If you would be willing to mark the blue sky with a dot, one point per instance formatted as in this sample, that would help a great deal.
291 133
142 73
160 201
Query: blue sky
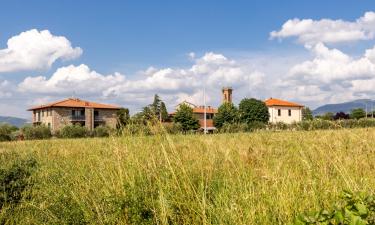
128 37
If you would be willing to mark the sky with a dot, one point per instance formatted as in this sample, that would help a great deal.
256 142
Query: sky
124 52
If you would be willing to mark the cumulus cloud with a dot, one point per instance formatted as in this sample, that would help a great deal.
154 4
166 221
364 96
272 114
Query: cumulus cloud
34 50
211 70
5 89
69 80
308 31
331 76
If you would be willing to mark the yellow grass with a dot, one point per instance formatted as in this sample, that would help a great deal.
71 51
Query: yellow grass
253 178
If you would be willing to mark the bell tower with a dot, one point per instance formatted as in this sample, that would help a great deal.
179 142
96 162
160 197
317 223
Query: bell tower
227 94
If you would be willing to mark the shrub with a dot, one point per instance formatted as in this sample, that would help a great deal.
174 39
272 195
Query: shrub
14 180
351 209
102 131
357 113
73 131
36 132
184 116
251 110
172 128
227 113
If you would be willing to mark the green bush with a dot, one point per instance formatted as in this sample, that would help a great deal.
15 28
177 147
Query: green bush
6 132
172 128
36 132
73 131
353 209
102 131
14 180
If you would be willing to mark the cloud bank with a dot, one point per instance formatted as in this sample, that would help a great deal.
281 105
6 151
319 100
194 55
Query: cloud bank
35 50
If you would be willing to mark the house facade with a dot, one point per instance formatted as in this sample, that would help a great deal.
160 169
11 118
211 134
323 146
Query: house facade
284 111
74 111
198 112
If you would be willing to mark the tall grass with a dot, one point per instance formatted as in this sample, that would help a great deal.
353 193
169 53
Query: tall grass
249 178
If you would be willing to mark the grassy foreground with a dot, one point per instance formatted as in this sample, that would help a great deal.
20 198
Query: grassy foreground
257 178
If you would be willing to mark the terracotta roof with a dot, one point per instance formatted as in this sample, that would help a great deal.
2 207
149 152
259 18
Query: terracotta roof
75 103
279 102
201 110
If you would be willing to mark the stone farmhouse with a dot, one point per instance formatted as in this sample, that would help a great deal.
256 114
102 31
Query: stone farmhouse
74 111
284 111
279 110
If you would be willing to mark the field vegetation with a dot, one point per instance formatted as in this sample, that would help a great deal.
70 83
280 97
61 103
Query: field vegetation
262 177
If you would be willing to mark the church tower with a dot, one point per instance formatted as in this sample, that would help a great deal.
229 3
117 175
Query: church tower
227 94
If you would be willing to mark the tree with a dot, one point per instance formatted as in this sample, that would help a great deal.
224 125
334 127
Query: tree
251 110
357 113
184 116
123 117
156 105
307 114
341 116
227 113
163 112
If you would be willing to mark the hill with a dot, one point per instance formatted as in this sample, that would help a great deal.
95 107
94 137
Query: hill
345 107
18 122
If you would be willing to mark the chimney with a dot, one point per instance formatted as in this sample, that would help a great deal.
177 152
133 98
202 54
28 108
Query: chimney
227 94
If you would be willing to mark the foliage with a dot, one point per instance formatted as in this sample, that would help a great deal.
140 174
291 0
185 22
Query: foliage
123 117
164 112
227 113
6 131
357 113
172 128
307 114
102 131
155 106
184 116
251 110
353 209
73 131
36 132
341 116
14 180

- _The exercise_: Leave out every picture and copy the rest of the records exactly.

- _The reply_:
If you would be willing to mark the blue sky with a dot, one point per instance formatted as in this sample, that would help a great deal.
291 133
142 73
160 201
Query: blue sky
128 37
If you would be willing to mark the sky with a dot, one point per instance formatted as in this sample, that would help a great deal.
256 142
Query: sky
124 52
If you would be willing to mark the cumulus cloud with a dot, one point per instance formatted as in this sample, that would help a great deal.
154 4
166 221
364 96
272 114
Query: cumulus cloud
34 50
211 70
5 89
69 80
308 31
331 76
If you would be willing to mark the yellow grass with a dot, one point per instance formatted as in this sample, that would help a great deal.
71 51
Query: yellow grass
253 178
If you would be willing to mark the bell tower with a dot, one point per instance formatted as in this sample, that would help a great deal.
179 142
96 162
160 197
317 223
Query: bell tower
227 94
If you would be willing to mark the shrub with a dot, one point per instance formatted as in this sample, that would help a great deal.
174 39
272 195
Query: shrub
14 180
351 209
102 131
357 113
73 131
36 132
184 116
251 110
172 128
227 113
If you would be willing to mark the green bush with a dot, one point per instance formatted as in this sample, that would help a great deal.
15 28
177 147
Query: green bush
6 132
172 128
36 132
73 131
353 209
102 131
14 180
If you would be willing to mark the cloud bank with a dot, one point per instance formatted as in this sample, that would help a great deal.
281 105
6 151
319 100
194 55
Query: cloud bank
35 50
If you would be willing to mark the house facade with a dot, one point per instance formatted as in this sample, that would help a great deal.
160 169
11 118
211 134
323 146
Query: house facade
284 111
74 111
198 112
If you would be willing to mark the tall grass with a dot, one point per instance formatted as in this sample, that would help a great deal.
353 193
169 53
Query: tall grass
249 178
If you would be willing to mark the grassy foreground with a dot, one point per instance formatted as in this sample, that would help a great deal.
20 198
Query: grassy foreground
257 178
If you would be willing to mark the terracotta roof with a dot, one point per instance formatted as in this sample, that would help a great deal.
2 207
149 152
259 18
Query: terracotta roof
75 103
279 102
201 110
If you would be willing to mark the stone farmhouse with a dot, one point per instance formatted as in this sample, that would help a great deal.
256 114
102 31
Query: stone farmhouse
74 111
284 111
279 110
If you would be willing to mark the field vegetation with a dot, one point per instance formatted as in this sample, that would help a great deal.
70 83
280 97
61 103
Query: field vegetation
262 177
If you would be willing to mark the church tower with a dot, one point per instance formatted as in this sample, that would help a great deal.
229 3
117 175
Query: church tower
227 94
If you would be willing to mark the tree with a dot, one point per instance formatted as in this sample, that would help a great deal.
224 125
334 127
Query: tree
251 110
357 113
184 116
123 117
156 105
307 114
341 116
227 113
163 112
If you would be willing to mark the hill with a dot, one point per instance formatted as in this sample, that would help a great deal.
95 107
94 137
Query: hill
345 107
18 122
If you would be willing to mark the chimney with a dot, one point per instance formatted as in this sample, that would help a great deal.
177 152
133 98
202 54
28 108
Query: chimney
227 94
If you would be willing to mark the foliage with a dot, one point per instance formatted as in this sample, that would help a great deal.
140 174
291 0
185 22
Query: foliage
123 117
164 112
227 113
6 131
357 113
172 128
307 114
102 131
155 106
184 116
251 110
353 209
73 131
36 132
341 116
14 180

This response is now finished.